■ **To be done**:
Return each line of the data below that contains the string "chair". Treat the match as case-sensitive.

________________

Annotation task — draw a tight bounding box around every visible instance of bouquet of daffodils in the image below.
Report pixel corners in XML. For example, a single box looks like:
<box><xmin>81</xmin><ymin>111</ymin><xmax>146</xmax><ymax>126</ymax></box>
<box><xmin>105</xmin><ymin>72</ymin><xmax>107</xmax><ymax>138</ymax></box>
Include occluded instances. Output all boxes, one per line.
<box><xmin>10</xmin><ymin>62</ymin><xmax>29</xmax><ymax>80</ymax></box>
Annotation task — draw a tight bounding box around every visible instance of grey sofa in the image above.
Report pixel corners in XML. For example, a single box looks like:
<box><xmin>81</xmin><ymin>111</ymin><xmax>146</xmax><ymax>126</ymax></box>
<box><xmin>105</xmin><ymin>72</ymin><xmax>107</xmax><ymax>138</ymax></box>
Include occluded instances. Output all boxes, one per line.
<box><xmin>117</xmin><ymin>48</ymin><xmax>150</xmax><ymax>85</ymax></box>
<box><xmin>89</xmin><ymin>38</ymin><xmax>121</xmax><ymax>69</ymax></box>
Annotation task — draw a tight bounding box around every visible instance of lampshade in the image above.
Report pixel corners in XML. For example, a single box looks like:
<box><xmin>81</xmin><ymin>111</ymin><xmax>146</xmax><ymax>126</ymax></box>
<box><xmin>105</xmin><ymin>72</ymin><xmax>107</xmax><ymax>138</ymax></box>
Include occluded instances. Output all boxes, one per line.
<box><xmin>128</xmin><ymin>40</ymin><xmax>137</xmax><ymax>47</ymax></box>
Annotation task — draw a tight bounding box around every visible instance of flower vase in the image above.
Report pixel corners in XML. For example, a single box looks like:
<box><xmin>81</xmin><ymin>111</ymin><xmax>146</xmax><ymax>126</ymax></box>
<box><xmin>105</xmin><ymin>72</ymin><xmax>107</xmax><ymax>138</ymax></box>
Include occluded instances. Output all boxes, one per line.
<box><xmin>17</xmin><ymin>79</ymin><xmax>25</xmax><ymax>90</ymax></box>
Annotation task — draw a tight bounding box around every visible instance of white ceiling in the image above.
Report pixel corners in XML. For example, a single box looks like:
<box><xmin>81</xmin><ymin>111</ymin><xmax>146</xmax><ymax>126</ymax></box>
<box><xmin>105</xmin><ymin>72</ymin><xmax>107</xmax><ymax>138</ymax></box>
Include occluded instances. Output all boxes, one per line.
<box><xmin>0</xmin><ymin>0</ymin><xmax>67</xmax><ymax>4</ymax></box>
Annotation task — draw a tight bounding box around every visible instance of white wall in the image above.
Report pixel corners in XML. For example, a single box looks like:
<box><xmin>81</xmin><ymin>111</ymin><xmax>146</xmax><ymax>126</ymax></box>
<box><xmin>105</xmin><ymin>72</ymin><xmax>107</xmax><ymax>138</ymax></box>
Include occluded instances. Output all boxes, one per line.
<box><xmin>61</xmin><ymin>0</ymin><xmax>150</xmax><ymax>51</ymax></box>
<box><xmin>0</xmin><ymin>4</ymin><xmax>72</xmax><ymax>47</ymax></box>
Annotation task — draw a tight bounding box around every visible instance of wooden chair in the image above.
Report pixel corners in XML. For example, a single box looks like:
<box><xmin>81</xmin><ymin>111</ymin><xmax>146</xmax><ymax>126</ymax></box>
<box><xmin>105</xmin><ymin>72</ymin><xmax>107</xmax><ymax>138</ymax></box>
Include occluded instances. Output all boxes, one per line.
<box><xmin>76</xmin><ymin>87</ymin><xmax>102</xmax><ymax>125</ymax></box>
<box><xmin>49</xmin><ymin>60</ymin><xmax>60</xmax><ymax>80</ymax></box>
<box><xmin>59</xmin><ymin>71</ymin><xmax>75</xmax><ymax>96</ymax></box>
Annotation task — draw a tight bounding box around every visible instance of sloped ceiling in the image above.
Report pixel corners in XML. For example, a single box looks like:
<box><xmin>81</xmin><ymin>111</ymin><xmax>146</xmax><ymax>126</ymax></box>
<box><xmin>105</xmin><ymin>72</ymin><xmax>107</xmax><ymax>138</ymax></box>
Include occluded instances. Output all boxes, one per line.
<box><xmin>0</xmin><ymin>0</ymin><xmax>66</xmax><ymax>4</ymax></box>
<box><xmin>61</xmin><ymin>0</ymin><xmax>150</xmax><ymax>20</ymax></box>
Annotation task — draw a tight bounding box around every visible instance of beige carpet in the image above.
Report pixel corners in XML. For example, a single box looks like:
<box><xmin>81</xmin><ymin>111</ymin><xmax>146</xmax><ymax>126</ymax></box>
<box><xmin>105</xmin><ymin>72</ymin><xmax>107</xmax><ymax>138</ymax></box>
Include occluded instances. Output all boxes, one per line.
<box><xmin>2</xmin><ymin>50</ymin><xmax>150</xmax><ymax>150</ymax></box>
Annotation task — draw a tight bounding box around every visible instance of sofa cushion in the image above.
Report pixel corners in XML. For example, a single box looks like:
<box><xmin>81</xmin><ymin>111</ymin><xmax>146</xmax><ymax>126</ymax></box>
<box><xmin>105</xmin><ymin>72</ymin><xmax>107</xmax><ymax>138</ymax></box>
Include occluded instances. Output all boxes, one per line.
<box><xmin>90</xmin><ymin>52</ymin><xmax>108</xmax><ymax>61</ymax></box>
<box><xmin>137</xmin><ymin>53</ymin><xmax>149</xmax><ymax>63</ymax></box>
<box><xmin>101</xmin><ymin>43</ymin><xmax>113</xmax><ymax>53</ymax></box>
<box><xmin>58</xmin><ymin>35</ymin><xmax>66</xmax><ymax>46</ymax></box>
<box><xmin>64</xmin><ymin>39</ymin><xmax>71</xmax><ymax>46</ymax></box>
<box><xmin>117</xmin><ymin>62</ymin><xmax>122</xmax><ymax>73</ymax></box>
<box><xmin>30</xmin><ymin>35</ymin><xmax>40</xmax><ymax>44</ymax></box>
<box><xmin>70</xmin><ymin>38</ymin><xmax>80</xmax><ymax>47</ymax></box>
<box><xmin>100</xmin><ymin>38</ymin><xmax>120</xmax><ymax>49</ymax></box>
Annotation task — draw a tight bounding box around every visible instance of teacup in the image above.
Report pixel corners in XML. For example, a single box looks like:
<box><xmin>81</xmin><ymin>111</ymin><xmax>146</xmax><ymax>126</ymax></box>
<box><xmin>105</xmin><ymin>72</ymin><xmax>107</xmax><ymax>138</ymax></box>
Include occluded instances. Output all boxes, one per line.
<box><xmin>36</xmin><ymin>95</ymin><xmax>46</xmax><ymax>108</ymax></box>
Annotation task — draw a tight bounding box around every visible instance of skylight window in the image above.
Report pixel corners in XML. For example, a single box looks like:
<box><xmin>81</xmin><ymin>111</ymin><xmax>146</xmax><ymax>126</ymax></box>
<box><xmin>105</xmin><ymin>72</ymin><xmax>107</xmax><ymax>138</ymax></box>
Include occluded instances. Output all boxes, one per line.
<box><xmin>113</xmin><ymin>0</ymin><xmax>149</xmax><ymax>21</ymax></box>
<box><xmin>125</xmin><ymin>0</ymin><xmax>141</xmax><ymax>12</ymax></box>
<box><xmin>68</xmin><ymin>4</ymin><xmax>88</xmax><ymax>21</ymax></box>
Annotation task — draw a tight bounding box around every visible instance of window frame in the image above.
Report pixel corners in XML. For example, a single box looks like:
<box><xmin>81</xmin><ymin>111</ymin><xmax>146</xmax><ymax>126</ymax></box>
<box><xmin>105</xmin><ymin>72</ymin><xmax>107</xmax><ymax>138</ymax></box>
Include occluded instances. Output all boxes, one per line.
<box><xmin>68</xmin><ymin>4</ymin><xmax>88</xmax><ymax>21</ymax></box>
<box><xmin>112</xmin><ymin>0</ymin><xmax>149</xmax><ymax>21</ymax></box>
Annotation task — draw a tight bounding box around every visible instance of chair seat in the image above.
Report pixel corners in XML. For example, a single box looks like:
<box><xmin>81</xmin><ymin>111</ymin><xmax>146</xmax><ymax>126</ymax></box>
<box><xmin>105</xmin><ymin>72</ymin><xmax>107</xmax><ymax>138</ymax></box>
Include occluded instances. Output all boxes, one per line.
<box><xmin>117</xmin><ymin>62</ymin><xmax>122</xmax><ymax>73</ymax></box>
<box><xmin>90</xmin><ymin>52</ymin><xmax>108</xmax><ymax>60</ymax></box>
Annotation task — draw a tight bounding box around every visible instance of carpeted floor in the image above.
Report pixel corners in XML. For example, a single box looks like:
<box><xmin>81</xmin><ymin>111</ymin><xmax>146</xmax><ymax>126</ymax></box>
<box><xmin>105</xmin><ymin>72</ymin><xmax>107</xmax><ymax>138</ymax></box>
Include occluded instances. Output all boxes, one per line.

________________

■ **Response**:
Annotation task — draw a tight bounding box around every visible instance of wooden chair in the image above.
Annotation task — draw a tight bounding box around every visible instance of chair seat in the image above.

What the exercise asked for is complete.